Given exercise: Please copy the part of the records that opens with the line containing "Point to the pink" and runs through the end of the records, substituting "bow" for "ribbon" and leaving all else unchanged.

Data rows:
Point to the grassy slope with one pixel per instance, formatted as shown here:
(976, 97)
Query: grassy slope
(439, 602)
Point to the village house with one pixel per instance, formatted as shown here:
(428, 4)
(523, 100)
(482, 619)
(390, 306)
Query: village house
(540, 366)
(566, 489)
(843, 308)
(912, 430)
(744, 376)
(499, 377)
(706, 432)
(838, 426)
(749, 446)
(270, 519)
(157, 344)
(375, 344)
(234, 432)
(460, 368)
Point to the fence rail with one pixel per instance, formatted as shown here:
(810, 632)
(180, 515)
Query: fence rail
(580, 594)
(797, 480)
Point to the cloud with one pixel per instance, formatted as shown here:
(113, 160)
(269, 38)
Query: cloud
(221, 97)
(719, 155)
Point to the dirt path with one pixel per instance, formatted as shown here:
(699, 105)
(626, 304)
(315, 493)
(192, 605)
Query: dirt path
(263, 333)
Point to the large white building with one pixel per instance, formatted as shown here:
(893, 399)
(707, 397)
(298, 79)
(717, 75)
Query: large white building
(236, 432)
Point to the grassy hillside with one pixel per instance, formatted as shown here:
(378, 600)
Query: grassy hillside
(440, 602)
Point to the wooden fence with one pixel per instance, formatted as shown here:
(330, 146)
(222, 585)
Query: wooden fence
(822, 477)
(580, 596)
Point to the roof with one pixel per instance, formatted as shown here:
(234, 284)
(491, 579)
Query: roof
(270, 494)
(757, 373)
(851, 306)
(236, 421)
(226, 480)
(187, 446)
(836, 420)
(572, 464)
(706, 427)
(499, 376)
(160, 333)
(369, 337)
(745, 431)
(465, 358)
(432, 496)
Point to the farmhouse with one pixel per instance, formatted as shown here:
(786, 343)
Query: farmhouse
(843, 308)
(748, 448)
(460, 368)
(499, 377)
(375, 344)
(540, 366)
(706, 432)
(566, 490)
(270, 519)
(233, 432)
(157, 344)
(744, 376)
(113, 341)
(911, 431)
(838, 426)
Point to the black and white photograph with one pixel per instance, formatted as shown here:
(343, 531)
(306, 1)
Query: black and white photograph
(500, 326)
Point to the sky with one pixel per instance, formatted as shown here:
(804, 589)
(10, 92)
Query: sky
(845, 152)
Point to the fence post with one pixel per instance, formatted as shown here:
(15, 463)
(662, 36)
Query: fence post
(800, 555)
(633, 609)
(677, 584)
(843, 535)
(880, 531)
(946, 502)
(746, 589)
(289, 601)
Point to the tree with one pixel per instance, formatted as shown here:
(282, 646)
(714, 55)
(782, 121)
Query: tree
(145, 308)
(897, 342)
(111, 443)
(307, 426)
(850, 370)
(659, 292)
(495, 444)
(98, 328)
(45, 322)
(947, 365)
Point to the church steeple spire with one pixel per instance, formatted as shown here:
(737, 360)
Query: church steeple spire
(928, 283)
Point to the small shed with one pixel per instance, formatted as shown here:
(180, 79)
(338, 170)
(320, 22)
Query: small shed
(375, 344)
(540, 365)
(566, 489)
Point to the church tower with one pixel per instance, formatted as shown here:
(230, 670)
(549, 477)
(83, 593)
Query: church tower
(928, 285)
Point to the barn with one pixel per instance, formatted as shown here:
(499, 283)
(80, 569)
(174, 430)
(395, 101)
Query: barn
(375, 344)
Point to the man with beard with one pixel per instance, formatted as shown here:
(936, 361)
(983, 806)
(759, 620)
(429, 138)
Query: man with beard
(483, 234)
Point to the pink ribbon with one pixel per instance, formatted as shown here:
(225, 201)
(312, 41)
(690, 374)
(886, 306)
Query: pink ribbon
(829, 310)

Result of the exercise:
Point to the pink bow with one pixel per instance, formatted as shown here:
(225, 201)
(312, 41)
(690, 374)
(886, 306)
Query: pink bow
(829, 310)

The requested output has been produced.